Set task 1
Answer these questions about the article on the self-driving vehicle hearing:
(a) Who said self-driving vehicles will help the disabled and elderly reach their destinations?
(b) What was the hearing called?
(c) According to Latta, how many fatalities occurred on the nation's highways last year?

Extract provided
###
Self-Driving Vehicles Prompt Subcommittee Debate About Appropriate Actions of National Highway Traffic Safety Administration



WASHINGTON, June 28, 2017 – Self-driving vehicles will be able to help the disabled and elderly reach their destinations, said David Strickland, counsel for the Self-Driving Coalition for Safer Streets, at a hearing on Capitol Hill on Tuesday.

The hearing was hosted by the Digital Commerce and Consumer Protection subcommittee of the Energy and Commerce Committee, and the hearing was called “Self-Driving Vehicle Legislation.”

During the hearing, Subcommittee Chairman Bob Latta, R-Ohio, said that with traffic fatalities on the rise, self-driving vehicles might be a way to help address the problem.

“Last year there were over 40,000 fatalities and more than two million injuries on our nation’s highways,” Latta said. “Our goal today is to enact the right policies to encourage self-driving technologies that can drastically reduce those numbers.”

Latta said that self-driving vehicles will be a focus of the subcommittee for the years to come. As the technology advances, the need for oversight will increase, he said.
###
Provided records
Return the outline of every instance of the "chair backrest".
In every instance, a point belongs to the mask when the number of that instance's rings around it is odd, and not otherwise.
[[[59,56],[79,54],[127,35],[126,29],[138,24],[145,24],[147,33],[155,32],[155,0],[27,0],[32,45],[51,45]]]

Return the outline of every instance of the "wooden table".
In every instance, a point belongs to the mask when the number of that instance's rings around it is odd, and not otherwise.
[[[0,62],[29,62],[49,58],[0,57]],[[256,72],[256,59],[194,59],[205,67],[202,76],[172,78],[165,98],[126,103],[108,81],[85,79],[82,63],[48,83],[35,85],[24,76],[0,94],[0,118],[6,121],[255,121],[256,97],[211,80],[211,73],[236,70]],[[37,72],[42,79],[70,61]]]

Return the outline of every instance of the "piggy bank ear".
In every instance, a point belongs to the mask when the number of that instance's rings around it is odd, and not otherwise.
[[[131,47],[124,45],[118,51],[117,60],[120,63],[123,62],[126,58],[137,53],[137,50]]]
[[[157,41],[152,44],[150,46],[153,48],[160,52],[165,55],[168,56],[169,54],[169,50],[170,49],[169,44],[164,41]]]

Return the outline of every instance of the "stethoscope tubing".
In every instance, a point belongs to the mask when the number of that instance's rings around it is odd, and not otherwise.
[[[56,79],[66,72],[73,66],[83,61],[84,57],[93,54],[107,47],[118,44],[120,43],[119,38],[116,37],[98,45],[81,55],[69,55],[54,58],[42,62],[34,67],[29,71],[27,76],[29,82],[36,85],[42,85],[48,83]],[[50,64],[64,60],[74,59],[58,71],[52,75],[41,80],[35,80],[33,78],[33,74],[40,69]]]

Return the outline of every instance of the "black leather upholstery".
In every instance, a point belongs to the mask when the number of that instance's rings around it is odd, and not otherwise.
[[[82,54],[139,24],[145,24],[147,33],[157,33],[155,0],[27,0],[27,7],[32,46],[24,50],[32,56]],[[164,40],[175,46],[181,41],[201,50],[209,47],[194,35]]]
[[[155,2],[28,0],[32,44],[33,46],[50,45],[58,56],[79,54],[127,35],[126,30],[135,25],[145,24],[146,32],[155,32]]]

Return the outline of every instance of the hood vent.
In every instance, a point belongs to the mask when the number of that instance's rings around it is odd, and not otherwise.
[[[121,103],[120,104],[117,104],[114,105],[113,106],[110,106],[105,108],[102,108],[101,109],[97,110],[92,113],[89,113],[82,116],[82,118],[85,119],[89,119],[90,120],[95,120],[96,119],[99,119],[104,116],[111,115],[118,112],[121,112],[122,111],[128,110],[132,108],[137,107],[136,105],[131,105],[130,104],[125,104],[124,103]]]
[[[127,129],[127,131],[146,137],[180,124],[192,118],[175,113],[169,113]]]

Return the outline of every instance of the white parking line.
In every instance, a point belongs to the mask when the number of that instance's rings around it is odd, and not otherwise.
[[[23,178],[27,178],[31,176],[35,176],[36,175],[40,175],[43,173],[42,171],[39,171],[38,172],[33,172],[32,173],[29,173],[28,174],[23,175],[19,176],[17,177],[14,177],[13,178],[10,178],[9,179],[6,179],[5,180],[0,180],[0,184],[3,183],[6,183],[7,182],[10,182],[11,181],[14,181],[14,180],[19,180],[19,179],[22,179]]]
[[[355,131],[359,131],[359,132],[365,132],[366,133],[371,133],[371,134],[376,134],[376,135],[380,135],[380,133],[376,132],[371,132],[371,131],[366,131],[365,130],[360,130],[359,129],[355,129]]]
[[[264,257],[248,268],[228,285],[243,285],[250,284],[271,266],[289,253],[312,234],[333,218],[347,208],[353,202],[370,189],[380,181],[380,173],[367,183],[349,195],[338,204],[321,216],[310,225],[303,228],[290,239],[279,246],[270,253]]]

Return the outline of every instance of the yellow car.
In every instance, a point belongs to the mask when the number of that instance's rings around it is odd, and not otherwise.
###
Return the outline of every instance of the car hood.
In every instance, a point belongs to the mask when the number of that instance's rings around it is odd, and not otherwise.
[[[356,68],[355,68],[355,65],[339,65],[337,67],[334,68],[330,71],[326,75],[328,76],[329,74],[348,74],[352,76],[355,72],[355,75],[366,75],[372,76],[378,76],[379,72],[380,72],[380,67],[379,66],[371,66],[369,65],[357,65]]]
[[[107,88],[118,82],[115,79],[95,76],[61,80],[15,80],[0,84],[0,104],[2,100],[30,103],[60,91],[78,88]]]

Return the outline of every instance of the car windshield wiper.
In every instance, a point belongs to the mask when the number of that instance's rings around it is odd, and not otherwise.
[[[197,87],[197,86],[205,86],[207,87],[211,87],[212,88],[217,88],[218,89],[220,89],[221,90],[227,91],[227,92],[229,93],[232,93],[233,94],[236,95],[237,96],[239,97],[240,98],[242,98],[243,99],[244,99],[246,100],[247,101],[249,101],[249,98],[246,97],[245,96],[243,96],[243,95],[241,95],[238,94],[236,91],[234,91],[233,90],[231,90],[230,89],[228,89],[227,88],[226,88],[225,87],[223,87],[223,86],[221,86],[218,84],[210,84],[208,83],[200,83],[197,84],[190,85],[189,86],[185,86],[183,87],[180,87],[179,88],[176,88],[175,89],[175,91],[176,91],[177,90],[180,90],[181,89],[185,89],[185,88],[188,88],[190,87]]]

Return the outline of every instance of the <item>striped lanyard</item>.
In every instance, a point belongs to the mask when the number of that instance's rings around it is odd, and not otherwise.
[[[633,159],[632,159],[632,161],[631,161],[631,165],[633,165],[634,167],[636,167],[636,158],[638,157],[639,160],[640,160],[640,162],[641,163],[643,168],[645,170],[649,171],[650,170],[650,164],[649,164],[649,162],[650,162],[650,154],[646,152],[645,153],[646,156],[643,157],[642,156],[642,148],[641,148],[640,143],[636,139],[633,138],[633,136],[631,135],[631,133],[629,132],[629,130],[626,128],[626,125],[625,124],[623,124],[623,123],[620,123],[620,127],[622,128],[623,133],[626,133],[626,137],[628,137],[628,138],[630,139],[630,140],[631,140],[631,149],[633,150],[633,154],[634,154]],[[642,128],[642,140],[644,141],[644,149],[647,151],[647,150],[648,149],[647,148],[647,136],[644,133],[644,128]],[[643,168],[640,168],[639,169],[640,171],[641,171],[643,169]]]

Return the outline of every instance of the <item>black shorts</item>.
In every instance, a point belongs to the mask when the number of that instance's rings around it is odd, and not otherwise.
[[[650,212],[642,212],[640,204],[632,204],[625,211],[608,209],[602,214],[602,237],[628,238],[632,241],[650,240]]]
###
Set task 2
Which lines of the records above contain the string "hood"? Identify each one by copying it in full.

Right answer 1
(a) David Strickland, counsel for the Self-Driving Coalition for Safer Streets
(b) "Self-Driving Vehicle Legislation"
(c) Over 40,000

Right answer 2
Return the outline of every instance of the hood vent.
Return the outline of every instance of the car hood.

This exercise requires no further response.